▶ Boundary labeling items
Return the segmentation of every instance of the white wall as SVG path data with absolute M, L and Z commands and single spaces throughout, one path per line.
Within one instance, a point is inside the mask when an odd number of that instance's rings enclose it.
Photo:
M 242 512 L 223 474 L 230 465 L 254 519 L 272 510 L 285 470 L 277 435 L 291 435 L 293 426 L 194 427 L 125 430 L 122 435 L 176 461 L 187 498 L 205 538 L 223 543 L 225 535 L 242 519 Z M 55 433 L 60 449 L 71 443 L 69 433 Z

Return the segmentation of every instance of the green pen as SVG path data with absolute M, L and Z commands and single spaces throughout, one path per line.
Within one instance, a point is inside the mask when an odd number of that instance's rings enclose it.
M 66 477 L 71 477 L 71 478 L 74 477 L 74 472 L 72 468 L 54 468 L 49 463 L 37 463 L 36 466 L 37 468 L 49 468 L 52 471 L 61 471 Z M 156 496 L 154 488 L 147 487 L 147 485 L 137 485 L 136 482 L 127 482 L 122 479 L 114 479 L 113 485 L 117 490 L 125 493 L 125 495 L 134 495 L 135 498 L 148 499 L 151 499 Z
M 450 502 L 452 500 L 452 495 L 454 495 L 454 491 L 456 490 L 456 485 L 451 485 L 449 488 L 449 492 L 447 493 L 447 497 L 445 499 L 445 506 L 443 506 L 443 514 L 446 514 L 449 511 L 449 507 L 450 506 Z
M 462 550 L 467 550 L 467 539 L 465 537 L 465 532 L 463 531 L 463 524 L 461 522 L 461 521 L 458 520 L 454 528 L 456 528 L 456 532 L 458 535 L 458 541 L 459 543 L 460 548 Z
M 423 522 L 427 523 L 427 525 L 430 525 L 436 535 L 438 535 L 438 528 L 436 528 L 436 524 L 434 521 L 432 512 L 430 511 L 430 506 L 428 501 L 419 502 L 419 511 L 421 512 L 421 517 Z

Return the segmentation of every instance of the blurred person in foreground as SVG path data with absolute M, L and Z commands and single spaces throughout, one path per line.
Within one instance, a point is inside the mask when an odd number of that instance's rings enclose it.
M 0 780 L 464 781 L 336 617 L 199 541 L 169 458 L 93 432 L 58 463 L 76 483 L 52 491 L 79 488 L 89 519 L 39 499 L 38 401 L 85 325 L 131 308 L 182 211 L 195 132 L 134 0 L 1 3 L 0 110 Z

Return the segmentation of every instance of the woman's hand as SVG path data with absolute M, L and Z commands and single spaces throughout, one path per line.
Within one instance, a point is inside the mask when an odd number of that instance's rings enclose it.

▶ TASK
Quote verbatim the line containing "Return the segmentation of every instance of the blurred" and every line after it through the end of the records above.

▶ THE ANSWER
Return the segmentation of every instance of the blurred person in foreground as SVG path data with absolute M, L and Z commands and single spaces throughout, one path per line.
Within one instance, a point is inside the mask when an odd number of that instance's rings enclose it.
M 0 780 L 464 781 L 336 617 L 199 541 L 169 458 L 93 432 L 58 463 L 76 483 L 52 491 L 79 488 L 89 519 L 39 499 L 38 401 L 85 325 L 131 308 L 182 211 L 195 132 L 134 0 L 1 3 L 0 110 Z

Return the segmentation of every instance of the woman's hand as SVG path data with absolute M, L and Z commands and single spaces throughout, one path per line.
Within one instance, a point is inside the mask when an odd number of that instance's rings enclose it.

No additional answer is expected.